┌──

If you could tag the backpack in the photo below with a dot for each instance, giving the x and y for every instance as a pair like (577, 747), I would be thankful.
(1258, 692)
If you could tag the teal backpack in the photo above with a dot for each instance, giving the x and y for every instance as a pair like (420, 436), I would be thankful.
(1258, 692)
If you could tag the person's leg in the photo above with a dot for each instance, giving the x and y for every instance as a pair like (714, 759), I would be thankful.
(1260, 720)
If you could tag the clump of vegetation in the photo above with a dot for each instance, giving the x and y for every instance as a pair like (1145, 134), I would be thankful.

└──
┌──

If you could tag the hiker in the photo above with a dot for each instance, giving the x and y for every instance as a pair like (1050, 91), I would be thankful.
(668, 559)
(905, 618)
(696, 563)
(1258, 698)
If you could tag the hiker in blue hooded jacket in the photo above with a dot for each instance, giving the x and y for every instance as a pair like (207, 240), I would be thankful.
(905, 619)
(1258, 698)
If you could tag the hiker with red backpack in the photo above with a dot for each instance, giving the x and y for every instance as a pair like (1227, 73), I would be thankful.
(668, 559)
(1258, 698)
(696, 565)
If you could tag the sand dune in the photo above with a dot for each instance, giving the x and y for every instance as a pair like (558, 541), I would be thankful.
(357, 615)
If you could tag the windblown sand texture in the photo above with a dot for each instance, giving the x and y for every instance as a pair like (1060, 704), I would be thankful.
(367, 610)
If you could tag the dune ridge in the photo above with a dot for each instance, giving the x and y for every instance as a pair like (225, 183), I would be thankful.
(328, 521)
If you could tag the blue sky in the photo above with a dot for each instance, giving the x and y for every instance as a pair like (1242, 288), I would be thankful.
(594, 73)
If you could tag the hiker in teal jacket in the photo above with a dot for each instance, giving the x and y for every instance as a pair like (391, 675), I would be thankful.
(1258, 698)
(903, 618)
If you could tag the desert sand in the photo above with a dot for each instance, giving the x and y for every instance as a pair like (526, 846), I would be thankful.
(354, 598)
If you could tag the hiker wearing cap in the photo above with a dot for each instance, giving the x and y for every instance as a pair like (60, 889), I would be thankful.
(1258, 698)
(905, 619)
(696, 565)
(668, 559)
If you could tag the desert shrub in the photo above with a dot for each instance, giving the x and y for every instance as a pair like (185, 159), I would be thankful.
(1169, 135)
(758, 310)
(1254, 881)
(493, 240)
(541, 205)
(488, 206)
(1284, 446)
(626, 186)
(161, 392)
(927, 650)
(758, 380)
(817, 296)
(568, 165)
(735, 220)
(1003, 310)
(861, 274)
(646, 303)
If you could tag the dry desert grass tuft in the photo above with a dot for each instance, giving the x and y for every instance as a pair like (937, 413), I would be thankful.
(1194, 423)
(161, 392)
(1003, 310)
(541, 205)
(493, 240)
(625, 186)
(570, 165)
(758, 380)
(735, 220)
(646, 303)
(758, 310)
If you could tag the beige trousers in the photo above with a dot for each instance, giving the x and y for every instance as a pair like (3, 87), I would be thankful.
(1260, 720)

└──

> **Work instruction**:
Restate word for word the lines of the data above, starting at the line containing "If you could tag the backpack" and ending at the line containing "If you could tag the clump", both included, and nothing more.

> **Response to the task**:
If you could tag the backpack in the photo below with a dot for each instance, giving the x and y for every instance as a pair like (577, 747), I would be thankful.
(1258, 692)
If you could tag the teal backpack in the photo above with a dot for each instance, giving the x and y for every instance as a pair like (420, 436), I would be thankful.
(1258, 692)
If you could tag the person's leg in the photo above with a dot for each instance, giving the x and y for every instance as a pair like (714, 759), I would be thankful.
(1260, 720)
If you could tag the clump of vegetation in the photo above with a dot for each instance, giving the x and y for every instance as a pair like (1145, 134), I would be thankful.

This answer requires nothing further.